Scan the entries for the word "branch", and copy every line where it appears.

Records to use: Begin

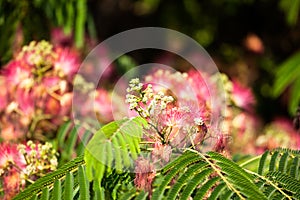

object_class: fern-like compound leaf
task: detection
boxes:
[166,163,210,200]
[208,182,226,200]
[152,154,203,200]
[267,171,300,196]
[193,176,220,199]
[84,117,146,183]
[180,168,215,200]
[13,156,85,200]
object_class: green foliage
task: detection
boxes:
[13,157,136,200]
[84,117,147,183]
[279,0,300,26]
[13,156,85,200]
[0,0,94,63]
[273,52,300,114]
[14,147,300,200]
[252,148,300,199]
[55,121,93,165]
[150,150,266,200]
[125,149,300,199]
[14,118,300,200]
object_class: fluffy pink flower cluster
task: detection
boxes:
[0,41,80,141]
[126,70,212,151]
[126,69,226,193]
[0,141,58,199]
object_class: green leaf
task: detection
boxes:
[65,124,80,158]
[84,117,146,182]
[40,188,49,200]
[78,165,90,200]
[193,176,220,200]
[75,0,86,48]
[273,51,300,114]
[269,151,279,172]
[179,168,214,200]
[116,133,131,167]
[258,150,269,175]
[290,156,300,179]
[267,171,300,196]
[30,195,37,200]
[53,180,61,200]
[76,130,93,156]
[278,152,289,173]
[207,152,267,200]
[152,153,204,199]
[273,52,300,97]
[64,172,74,200]
[279,0,300,26]
[167,163,210,200]
[135,190,148,200]
[208,183,226,200]
[112,136,123,173]
[57,121,72,147]
[119,189,136,200]
[289,76,300,114]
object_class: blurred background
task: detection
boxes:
[0,0,300,152]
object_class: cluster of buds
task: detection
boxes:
[0,41,80,141]
[125,78,174,119]
[0,141,58,199]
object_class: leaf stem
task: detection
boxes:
[244,169,292,200]
[187,149,246,200]
[239,155,261,167]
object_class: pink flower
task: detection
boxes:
[0,141,58,199]
[231,80,256,112]
[187,70,211,104]
[0,123,26,141]
[0,143,25,199]
[59,93,73,116]
[126,70,221,152]
[145,69,212,121]
[2,168,21,199]
[213,132,228,153]
[54,47,80,80]
[0,76,8,111]
[0,143,25,171]
[42,77,61,88]
[134,157,155,194]
[51,28,73,47]
[151,142,172,165]
[94,89,113,123]
[74,88,115,125]
[2,60,32,87]
[15,89,35,117]
[0,41,81,141]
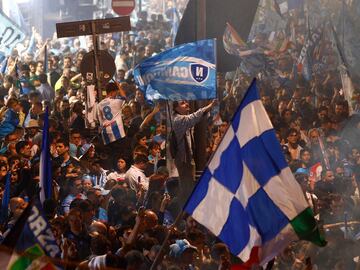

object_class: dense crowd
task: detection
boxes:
[0,0,360,269]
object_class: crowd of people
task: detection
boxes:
[0,0,360,269]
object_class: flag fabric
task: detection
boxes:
[287,0,304,11]
[170,0,180,45]
[275,0,304,14]
[175,0,259,72]
[330,22,355,115]
[44,45,48,74]
[309,162,322,190]
[39,107,52,204]
[297,19,322,81]
[0,57,8,74]
[133,39,217,101]
[273,0,284,19]
[223,22,248,56]
[2,199,61,270]
[0,173,11,224]
[0,10,26,55]
[96,97,126,145]
[222,22,275,76]
[184,79,326,266]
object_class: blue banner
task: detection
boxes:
[133,39,217,101]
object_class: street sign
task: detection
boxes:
[56,16,131,38]
[56,16,131,100]
[80,50,116,86]
[112,0,135,16]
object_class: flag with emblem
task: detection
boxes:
[184,79,326,266]
[133,39,216,101]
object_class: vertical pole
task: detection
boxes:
[91,21,103,101]
[194,0,208,177]
[342,0,345,48]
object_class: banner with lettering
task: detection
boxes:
[133,39,217,101]
[2,199,61,269]
[0,10,26,56]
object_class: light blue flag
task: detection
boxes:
[39,107,52,204]
[184,79,325,266]
[0,57,8,74]
[133,39,217,101]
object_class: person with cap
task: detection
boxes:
[172,99,216,206]
[25,119,40,141]
[169,239,198,270]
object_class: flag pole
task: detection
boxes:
[193,0,208,179]
[149,211,184,270]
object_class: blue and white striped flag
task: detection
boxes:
[184,79,325,266]
[133,39,216,101]
[39,107,52,204]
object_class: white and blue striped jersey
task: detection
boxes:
[97,97,126,145]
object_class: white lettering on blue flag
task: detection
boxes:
[133,39,217,101]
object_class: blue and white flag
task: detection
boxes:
[39,107,52,204]
[0,10,26,55]
[133,39,216,101]
[184,79,325,266]
[0,173,10,224]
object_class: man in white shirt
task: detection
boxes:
[125,154,149,192]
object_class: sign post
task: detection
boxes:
[112,0,136,16]
[56,17,131,100]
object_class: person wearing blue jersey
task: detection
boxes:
[0,97,21,139]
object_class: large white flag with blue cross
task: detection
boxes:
[184,79,326,266]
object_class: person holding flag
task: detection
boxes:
[172,99,217,206]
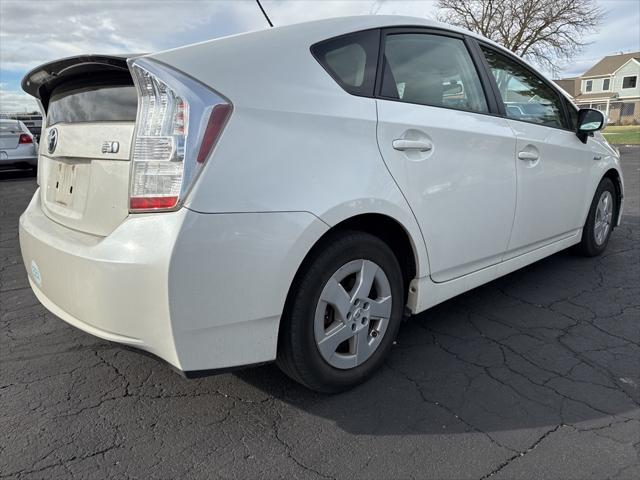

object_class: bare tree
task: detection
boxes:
[436,0,604,72]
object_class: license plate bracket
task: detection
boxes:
[54,162,76,205]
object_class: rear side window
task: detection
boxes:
[311,29,380,96]
[47,84,137,125]
[380,33,488,114]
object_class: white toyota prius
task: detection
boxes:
[19,16,624,392]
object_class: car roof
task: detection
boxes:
[23,15,570,107]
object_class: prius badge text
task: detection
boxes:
[101,141,120,154]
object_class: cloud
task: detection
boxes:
[0,0,637,111]
[0,1,261,72]
[259,0,437,25]
[557,0,640,77]
[0,88,39,113]
[0,0,437,74]
[0,0,436,112]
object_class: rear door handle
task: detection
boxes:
[517,151,539,161]
[393,139,433,151]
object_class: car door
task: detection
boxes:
[479,45,594,257]
[375,30,517,282]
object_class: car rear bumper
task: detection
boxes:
[1,144,38,166]
[19,189,183,367]
[19,189,328,373]
[0,156,37,167]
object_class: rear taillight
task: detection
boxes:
[128,58,232,212]
[19,133,33,144]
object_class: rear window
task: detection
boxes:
[311,29,380,96]
[0,121,21,133]
[47,84,137,125]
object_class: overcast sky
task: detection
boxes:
[1,0,639,112]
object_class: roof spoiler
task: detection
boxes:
[21,54,145,109]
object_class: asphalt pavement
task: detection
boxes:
[1,147,639,479]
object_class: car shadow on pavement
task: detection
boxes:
[236,217,639,442]
[0,169,37,181]
[2,175,638,478]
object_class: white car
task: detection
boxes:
[0,119,38,170]
[19,16,624,392]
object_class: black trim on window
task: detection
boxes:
[310,24,583,133]
[564,98,580,131]
[465,38,502,115]
[310,29,380,97]
[475,41,576,132]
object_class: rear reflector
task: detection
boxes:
[129,196,179,210]
[19,134,33,144]
[197,104,232,163]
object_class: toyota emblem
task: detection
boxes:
[47,128,58,154]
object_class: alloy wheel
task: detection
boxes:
[313,259,392,369]
[594,190,613,246]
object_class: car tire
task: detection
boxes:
[277,231,404,393]
[575,177,616,257]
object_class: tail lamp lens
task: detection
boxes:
[128,59,231,212]
[19,133,33,144]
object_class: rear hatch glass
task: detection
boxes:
[47,82,137,125]
[39,71,138,236]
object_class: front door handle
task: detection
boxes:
[393,139,433,152]
[517,151,539,161]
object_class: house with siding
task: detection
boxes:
[555,52,640,125]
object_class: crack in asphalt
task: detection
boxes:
[479,424,563,479]
[2,158,639,479]
[385,362,519,454]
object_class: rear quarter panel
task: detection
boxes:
[151,25,430,276]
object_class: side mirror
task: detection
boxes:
[577,108,605,143]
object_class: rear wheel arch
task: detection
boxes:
[602,168,623,226]
[324,214,418,292]
[281,213,420,327]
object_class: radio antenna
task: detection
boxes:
[256,0,274,27]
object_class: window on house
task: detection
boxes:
[621,103,635,116]
[603,78,610,91]
[622,76,637,89]
[585,80,593,92]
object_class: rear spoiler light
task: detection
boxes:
[127,58,232,212]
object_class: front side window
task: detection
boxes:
[380,33,488,113]
[481,46,565,129]
[311,29,379,96]
[585,80,593,92]
[603,78,610,91]
[622,76,637,89]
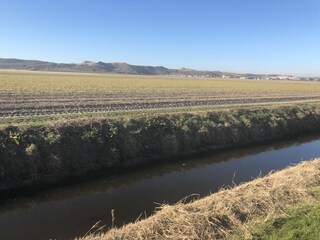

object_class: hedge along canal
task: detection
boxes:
[1,103,320,191]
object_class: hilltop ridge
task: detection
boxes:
[0,57,300,79]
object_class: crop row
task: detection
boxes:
[1,95,320,118]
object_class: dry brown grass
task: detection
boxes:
[77,159,320,240]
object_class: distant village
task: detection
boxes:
[170,74,320,81]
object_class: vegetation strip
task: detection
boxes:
[76,158,320,240]
[1,103,320,192]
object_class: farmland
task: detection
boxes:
[1,70,320,125]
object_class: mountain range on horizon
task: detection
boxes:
[0,57,296,79]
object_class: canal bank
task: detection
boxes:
[1,103,320,192]
[82,158,320,240]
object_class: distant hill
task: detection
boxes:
[0,58,294,79]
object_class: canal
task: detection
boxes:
[1,134,320,240]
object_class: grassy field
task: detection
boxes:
[2,70,320,125]
[2,69,320,94]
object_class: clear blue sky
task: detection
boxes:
[1,0,320,76]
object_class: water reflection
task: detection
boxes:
[1,134,320,240]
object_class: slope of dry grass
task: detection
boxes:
[77,159,320,240]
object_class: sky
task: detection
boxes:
[0,0,320,76]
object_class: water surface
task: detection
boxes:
[1,134,320,240]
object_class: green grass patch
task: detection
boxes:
[252,196,320,239]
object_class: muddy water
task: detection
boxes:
[1,134,320,240]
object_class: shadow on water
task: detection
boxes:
[1,133,320,240]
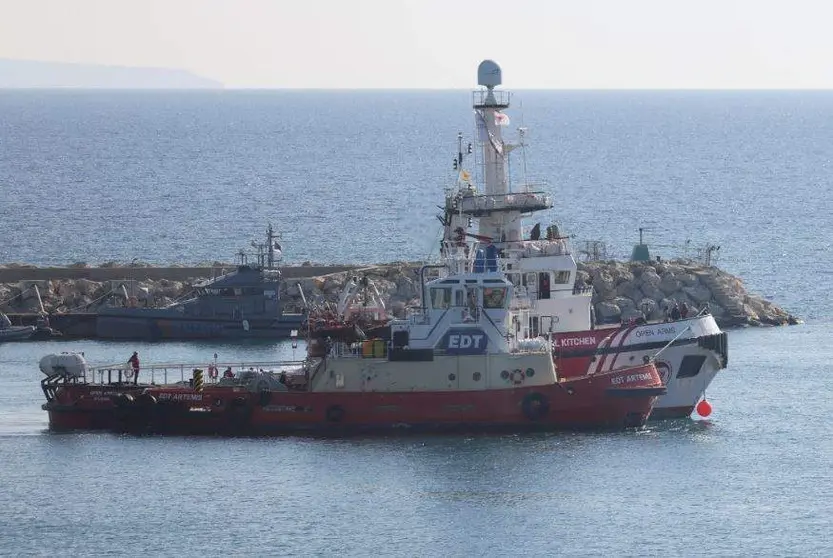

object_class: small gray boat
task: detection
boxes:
[95,226,304,340]
[0,312,36,342]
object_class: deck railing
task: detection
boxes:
[87,360,306,386]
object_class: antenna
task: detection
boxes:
[517,97,529,189]
[704,244,720,267]
[637,227,655,245]
[518,125,529,189]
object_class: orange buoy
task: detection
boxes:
[696,399,713,418]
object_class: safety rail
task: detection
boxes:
[472,89,511,107]
[502,239,571,258]
[458,192,552,215]
[328,340,389,360]
[86,360,306,386]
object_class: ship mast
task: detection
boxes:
[472,60,518,244]
[250,224,282,269]
[266,224,276,269]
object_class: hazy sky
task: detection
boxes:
[2,0,831,88]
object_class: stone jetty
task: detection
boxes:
[0,260,798,328]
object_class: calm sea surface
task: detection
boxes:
[1,90,831,556]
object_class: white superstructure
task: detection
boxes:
[437,60,727,418]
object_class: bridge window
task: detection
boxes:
[466,287,479,310]
[483,287,507,309]
[553,271,571,284]
[538,273,551,300]
[454,289,465,307]
[430,287,452,309]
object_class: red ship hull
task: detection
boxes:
[43,364,663,434]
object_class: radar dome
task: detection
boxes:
[477,60,502,88]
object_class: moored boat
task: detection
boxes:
[95,225,303,340]
[1,312,36,342]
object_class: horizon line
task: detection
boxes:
[4,86,833,92]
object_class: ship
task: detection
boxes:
[40,254,665,434]
[1,311,36,341]
[439,60,728,419]
[95,225,304,339]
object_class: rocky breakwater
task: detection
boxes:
[284,263,420,317]
[0,276,192,315]
[579,260,799,328]
[0,264,421,317]
[0,261,798,329]
[286,260,798,329]
[281,260,797,329]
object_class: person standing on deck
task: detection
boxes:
[127,351,140,385]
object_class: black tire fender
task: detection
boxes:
[325,405,345,423]
[137,393,157,406]
[113,393,135,407]
[259,390,272,407]
[521,392,549,421]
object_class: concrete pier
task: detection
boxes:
[0,264,358,283]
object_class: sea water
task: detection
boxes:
[0,91,831,555]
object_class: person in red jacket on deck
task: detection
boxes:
[127,351,140,385]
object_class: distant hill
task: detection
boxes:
[0,59,223,89]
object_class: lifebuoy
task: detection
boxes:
[124,368,134,380]
[521,392,549,421]
[510,369,525,385]
[208,365,218,379]
[325,405,345,423]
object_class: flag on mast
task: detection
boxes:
[494,111,510,126]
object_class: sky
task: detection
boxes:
[1,0,832,89]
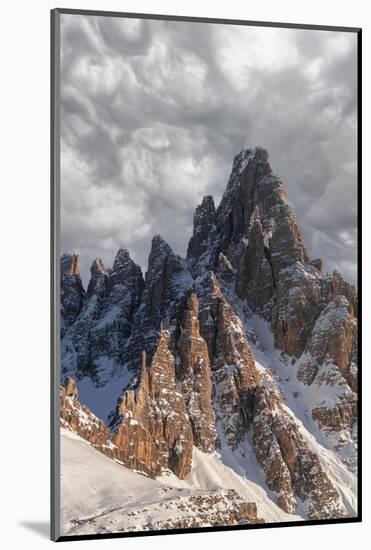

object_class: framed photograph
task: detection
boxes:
[51,8,361,542]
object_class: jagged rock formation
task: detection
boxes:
[198,273,261,449]
[145,235,184,319]
[60,146,358,525]
[187,195,218,272]
[253,375,348,518]
[111,332,194,479]
[60,254,85,337]
[134,490,264,530]
[297,296,357,390]
[177,293,217,452]
[61,248,144,383]
[60,378,113,456]
[296,295,358,467]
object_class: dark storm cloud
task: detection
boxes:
[60,15,358,286]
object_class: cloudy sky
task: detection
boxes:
[60,14,358,286]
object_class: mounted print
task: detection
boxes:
[51,8,361,542]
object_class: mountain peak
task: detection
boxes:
[60,254,85,336]
[110,245,144,296]
[149,234,176,261]
[90,257,107,277]
[112,245,140,273]
[232,146,269,173]
[145,235,182,318]
[116,244,130,255]
[187,195,217,268]
[201,194,215,207]
[151,233,170,248]
[61,253,81,276]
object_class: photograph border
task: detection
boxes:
[50,7,362,542]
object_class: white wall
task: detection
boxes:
[0,0,369,548]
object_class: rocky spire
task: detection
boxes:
[197,273,261,449]
[216,146,309,269]
[187,195,217,270]
[111,246,143,287]
[109,246,144,309]
[145,235,183,318]
[87,257,108,299]
[63,247,145,385]
[177,293,217,452]
[61,253,81,276]
[216,147,272,250]
[61,253,79,275]
[60,253,85,337]
[112,329,194,479]
[252,376,348,518]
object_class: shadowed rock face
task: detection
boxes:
[60,254,85,337]
[235,209,275,310]
[145,235,183,319]
[187,195,218,273]
[252,377,348,519]
[61,249,145,382]
[61,147,357,521]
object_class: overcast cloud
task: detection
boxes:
[60,14,358,286]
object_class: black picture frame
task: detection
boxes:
[51,8,362,542]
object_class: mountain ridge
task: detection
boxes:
[60,146,358,533]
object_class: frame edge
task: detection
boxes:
[51,7,61,543]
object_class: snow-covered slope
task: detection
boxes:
[61,429,296,536]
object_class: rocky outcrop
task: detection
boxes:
[310,258,324,273]
[297,296,357,390]
[195,272,349,518]
[187,195,218,272]
[67,487,264,535]
[60,378,112,456]
[271,261,324,357]
[270,267,358,360]
[198,273,261,449]
[177,293,217,452]
[135,490,264,531]
[211,147,356,363]
[61,249,144,385]
[145,235,184,319]
[216,148,309,273]
[107,236,192,389]
[235,207,275,312]
[209,147,320,359]
[253,375,348,519]
[312,390,357,436]
[296,296,357,464]
[324,270,357,316]
[111,331,194,479]
[86,257,109,299]
[60,254,85,337]
[109,246,144,304]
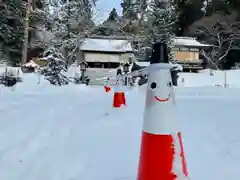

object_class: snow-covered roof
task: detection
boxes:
[23,60,39,68]
[135,61,150,67]
[79,38,133,52]
[172,37,211,47]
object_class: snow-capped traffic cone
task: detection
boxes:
[104,77,111,92]
[113,91,126,107]
[104,85,111,92]
[113,77,126,108]
[137,42,189,180]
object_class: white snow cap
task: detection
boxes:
[170,62,183,71]
[143,63,178,134]
[23,60,39,68]
[135,77,141,86]
[172,37,211,47]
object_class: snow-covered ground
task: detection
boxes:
[0,68,240,180]
[178,69,240,88]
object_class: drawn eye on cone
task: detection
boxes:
[151,82,157,89]
[146,81,171,108]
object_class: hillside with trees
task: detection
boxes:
[0,0,239,69]
[91,0,240,69]
[0,0,52,65]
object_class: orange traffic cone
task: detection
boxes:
[112,74,126,108]
[137,42,189,180]
[112,90,126,108]
[113,92,126,108]
[104,86,111,92]
[104,77,111,92]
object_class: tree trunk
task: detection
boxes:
[21,0,31,65]
[66,1,71,68]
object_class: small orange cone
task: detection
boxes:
[104,77,111,92]
[113,91,126,108]
[104,85,111,92]
[112,74,126,108]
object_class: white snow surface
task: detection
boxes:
[0,68,240,180]
[178,69,240,88]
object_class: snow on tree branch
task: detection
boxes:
[46,0,178,67]
[143,0,177,44]
[45,0,98,66]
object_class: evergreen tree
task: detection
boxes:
[175,0,204,36]
[135,0,147,23]
[108,8,118,21]
[205,0,229,16]
[121,0,132,19]
[49,0,96,67]
[225,0,240,10]
[121,0,138,20]
[52,0,96,39]
[42,55,70,86]
[145,0,177,47]
[120,0,142,35]
[0,0,50,65]
[0,0,25,65]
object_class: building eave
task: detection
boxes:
[81,50,134,54]
[173,44,212,48]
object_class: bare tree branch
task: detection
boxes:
[189,12,240,68]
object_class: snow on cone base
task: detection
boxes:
[113,92,126,108]
[137,132,188,180]
[178,132,188,177]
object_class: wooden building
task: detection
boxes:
[77,38,134,69]
[171,37,211,72]
[76,36,210,73]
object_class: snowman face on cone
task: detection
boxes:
[146,69,173,108]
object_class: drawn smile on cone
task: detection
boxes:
[150,82,172,103]
[154,93,170,102]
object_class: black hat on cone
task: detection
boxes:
[150,42,169,64]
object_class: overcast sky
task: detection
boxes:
[93,0,122,24]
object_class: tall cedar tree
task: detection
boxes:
[175,0,204,36]
[0,0,25,64]
[146,0,177,47]
[108,8,118,21]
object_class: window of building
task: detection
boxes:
[87,62,120,69]
[180,47,190,51]
[189,48,199,52]
[171,47,180,51]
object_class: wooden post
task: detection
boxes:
[224,71,227,88]
[21,0,31,65]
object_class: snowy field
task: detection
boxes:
[0,68,240,180]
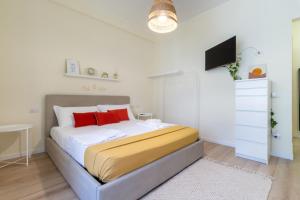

Records to use: End

• **Solution for this task**:
object_class: snow on tree branch
object_class: bare tree branch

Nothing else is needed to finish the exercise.